> **WRITTEN INSTRUCTION 1**:
Extract every line of the records below that contains the word "glass".

> **SOURCE EXTRACT**:
━━━━━━━━━━━━━━━━━━━━

In 2025, the Multilateral Fund for the Implementation of the Montreal Protocol marked a milestone year for project approvals and policy decisions. Across the 96th and 97th meetings of the Executive Committee, 286 projects were approved for 101 countries and one global project, with funding totaling US $138,203,912. Of these, 117 projects addressed HCFCs (US $57,786,027), 109 supported HFC phase‑down under the Kigali Amendment (US $52,598,262) and 60 covered other projects (US $27,819,623). These decisions reinforced the Fund’s role in sustaining Montreal Protocol obligations and helping Article 5 countries go beyond compliance to maximize climate and energy gains from their transitions.

Advancing ambitious HFC phase-down pathways

In 2025, several Article 5 countries adopted forward-looking Kigali HFC Implementation Plans (KIPs), approved by the Executive Committee. Stage I of Egypt’s KIP puts the country on track to reduce HFC consumption by 15 per cent by 2029 and 22 per cent by 2030, ahead of Montreal Protocol schedules, combining clear bans on specific high global-warming-potential (GWP) refrigerants. Lebanon’s KIP sets similarly ambitious targets – 15 per cent below baseline by 2029 and 40 per cent by 2032 – despite prolonged economic and political challenges and pairs an operational licensing and quota system with targeted conversions in residential air conditioning and commercial refrigeration.

Small island economies also moved ahead. Fiji’s stage I KIP established a structured path to reduce HFC consumption by 10 per cent by 2029 as cooling demand rises in the tourism and fisheries sectors. In South Africa, stage I of the KIP strengthened regulatory and institutional frameworks to manage rising HFC consumption, including the introduction of an HFC import quota system and measures to support the conversion of small commercial refrigeration manufacturers to low-GWP technologies. Alongside these KIPs, the Executive Committee also advanced HCFC phase-out, including approval of stage III of Argentina’s HCFC Phase-out Management Plan to complete HCFC phase-out by 2030 while modernizing key refrigeration sectors.

━━━━━━━━━━━━━━━━━━━━

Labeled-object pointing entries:

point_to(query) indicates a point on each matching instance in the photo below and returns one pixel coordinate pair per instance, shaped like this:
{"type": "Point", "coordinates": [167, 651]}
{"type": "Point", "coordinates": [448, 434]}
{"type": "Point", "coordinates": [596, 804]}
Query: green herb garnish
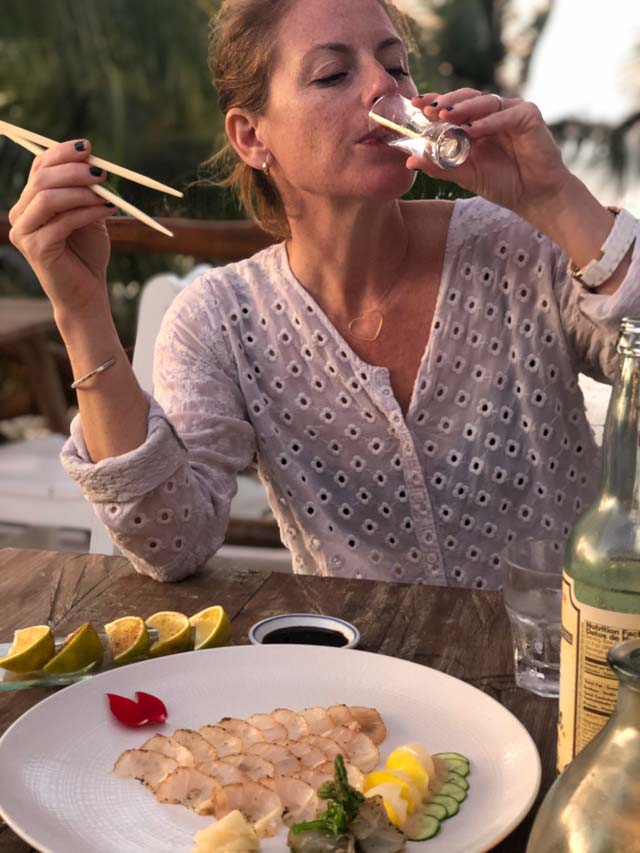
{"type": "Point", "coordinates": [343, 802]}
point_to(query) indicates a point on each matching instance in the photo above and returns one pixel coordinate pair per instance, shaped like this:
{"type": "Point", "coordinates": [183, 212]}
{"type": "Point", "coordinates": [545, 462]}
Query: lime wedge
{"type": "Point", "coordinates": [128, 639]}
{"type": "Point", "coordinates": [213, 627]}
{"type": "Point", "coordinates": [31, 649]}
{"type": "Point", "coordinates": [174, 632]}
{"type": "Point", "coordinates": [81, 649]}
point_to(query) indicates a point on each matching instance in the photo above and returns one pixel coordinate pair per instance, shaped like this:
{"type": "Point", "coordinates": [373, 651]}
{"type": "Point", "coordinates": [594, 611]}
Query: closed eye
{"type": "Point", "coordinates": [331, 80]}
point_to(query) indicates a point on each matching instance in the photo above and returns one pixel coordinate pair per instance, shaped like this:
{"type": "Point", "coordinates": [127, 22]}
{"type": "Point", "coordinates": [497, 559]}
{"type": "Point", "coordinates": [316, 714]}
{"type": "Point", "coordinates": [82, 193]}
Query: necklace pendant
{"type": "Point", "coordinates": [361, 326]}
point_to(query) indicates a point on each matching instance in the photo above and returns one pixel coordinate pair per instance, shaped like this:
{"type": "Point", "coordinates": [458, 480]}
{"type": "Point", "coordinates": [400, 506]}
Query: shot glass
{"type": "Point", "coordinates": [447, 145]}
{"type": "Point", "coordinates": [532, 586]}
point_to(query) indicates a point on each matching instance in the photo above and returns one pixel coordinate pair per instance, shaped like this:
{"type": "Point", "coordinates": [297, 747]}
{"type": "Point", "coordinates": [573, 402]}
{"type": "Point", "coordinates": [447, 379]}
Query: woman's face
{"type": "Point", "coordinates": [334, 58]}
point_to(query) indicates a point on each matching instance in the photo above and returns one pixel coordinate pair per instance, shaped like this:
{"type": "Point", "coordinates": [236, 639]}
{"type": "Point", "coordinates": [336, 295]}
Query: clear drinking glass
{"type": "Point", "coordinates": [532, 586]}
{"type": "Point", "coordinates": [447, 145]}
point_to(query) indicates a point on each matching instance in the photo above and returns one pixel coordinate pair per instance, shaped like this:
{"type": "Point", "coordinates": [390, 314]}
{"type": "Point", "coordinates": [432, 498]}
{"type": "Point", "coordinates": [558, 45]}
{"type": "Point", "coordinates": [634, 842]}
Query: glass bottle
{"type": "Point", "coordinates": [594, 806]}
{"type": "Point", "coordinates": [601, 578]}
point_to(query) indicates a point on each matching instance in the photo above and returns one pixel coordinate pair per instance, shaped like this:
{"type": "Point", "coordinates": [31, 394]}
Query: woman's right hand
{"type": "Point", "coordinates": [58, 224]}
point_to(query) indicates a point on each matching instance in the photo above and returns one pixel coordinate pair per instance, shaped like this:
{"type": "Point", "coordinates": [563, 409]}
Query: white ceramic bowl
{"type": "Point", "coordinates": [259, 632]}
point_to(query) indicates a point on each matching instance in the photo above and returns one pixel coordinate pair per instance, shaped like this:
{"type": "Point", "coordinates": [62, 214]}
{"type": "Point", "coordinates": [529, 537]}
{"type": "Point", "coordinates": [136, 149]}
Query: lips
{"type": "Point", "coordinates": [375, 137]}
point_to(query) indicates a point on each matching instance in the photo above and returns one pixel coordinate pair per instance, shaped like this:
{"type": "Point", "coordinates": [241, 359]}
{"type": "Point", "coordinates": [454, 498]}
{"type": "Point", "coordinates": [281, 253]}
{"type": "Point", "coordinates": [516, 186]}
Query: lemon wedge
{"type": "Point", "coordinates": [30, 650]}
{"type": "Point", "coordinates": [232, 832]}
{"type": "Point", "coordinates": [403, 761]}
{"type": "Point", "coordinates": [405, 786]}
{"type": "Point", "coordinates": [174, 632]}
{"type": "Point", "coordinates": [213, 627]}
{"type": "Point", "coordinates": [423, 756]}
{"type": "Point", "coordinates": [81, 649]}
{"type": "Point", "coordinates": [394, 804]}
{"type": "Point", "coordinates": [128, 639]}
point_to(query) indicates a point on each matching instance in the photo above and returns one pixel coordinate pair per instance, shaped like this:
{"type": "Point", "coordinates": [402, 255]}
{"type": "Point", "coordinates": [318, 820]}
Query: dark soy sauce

━━━━━━━━━━━━━━━━━━━━

> **WRITTEN INSTRUCTION 2**:
Retype the Montreal Protocol fund passage above, everything from "In 2025, several" down to "and commercial refrigeration.".

> **CORRECT OUTPUT 1**:
Query: shot glass
Query: clear drinking glass
Query: glass bottle

> **CORRECT OUTPUT 2**:
In 2025, several Article 5 countries adopted forward-looking Kigali HFC Implementation Plans (KIPs), approved by the Executive Committee. Stage I of Egypt’s KIP puts the country on track to reduce HFC consumption by 15 per cent by 2029 and 22 per cent by 2030, ahead of Montreal Protocol schedules, combining clear bans on specific high global-warming-potential (GWP) refrigerants. Lebanon’s KIP sets similarly ambitious targets – 15 per cent below baseline by 2029 and 40 per cent by 2032 – despite prolonged economic and political challenges and pairs an operational licensing and quota system with targeted conversions in residential air conditioning and commercial refrigeration.